Dataset entries
────────────────
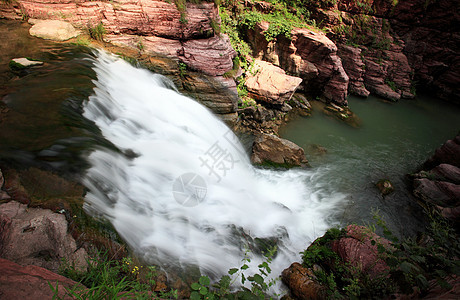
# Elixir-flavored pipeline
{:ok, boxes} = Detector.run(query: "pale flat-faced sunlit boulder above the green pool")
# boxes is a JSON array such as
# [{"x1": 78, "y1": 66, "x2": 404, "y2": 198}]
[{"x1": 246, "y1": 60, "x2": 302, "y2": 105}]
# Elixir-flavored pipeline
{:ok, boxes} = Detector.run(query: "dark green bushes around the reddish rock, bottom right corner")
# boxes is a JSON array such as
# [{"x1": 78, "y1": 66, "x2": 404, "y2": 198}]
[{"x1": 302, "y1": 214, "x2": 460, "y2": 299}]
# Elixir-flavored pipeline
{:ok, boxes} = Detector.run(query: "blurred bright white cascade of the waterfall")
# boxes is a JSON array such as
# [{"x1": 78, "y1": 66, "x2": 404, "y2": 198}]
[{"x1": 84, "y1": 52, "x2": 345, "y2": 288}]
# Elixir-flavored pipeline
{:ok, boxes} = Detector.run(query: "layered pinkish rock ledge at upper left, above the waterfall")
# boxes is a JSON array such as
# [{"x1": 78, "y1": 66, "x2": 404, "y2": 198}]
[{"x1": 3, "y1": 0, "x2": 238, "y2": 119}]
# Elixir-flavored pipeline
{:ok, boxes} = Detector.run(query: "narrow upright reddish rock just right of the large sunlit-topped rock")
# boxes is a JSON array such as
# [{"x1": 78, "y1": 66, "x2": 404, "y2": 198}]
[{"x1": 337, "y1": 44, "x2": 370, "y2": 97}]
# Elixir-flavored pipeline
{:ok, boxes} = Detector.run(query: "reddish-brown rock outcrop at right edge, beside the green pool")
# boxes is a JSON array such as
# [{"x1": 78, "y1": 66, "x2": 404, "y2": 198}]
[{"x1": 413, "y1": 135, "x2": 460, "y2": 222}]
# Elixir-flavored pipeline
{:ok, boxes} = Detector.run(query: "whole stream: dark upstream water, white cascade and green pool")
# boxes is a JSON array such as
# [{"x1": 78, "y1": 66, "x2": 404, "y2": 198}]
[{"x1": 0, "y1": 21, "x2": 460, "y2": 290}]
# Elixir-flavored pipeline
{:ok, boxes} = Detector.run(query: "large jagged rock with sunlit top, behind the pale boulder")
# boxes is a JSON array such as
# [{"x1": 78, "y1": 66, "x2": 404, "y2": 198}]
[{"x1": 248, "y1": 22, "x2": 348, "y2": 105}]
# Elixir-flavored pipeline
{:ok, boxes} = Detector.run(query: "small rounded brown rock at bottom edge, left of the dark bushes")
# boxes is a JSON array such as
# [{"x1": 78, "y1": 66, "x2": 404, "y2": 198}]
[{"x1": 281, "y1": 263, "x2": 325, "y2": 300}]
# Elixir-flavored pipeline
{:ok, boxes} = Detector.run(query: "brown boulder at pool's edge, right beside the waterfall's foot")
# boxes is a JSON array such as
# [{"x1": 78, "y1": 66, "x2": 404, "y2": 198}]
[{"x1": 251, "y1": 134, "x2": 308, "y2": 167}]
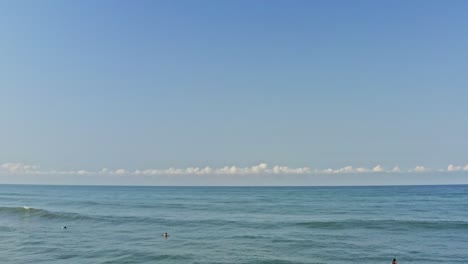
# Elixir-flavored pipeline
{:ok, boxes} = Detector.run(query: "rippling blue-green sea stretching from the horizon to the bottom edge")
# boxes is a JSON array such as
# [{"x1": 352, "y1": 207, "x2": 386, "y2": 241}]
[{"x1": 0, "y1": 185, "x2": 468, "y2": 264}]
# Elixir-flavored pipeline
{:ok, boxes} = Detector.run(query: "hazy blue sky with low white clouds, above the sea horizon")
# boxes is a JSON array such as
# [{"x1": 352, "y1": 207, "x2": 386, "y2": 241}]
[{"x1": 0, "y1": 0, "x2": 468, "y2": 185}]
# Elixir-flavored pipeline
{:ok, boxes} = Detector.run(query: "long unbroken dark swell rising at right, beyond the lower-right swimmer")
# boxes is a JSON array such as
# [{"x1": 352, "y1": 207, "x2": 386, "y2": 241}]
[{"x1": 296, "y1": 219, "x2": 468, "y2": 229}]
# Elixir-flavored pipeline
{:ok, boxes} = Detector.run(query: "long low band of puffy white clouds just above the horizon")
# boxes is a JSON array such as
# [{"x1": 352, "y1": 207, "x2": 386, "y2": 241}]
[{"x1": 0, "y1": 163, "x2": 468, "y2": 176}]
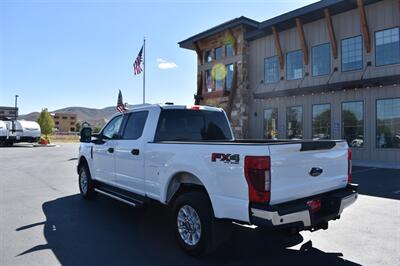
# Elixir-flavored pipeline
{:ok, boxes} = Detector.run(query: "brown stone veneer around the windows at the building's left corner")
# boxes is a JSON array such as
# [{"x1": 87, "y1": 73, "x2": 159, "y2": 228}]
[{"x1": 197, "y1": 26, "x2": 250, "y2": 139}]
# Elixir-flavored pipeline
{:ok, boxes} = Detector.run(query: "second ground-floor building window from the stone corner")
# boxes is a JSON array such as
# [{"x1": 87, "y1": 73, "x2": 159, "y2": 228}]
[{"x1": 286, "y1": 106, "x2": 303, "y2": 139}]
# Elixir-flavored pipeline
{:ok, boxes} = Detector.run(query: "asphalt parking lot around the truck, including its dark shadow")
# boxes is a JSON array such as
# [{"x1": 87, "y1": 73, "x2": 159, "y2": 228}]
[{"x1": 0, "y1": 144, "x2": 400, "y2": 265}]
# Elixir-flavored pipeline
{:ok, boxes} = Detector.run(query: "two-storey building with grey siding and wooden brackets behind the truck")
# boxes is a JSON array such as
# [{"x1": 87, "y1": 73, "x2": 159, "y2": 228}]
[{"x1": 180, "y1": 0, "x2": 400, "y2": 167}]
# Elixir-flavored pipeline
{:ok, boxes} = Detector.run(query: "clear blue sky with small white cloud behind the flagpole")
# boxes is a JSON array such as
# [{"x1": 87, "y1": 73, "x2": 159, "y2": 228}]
────────────────
• Goal of the exercise:
All lines of the records above with the word "truck" in them are to be copied.

• Response to the task:
{:ok, boxes} = Detector.run(query: "asphalt parking lot around the truck, including its dark shadow")
{:ok, boxes} = Detector.run(query: "two-storey building with grey siding and wooden brackets behind the truck")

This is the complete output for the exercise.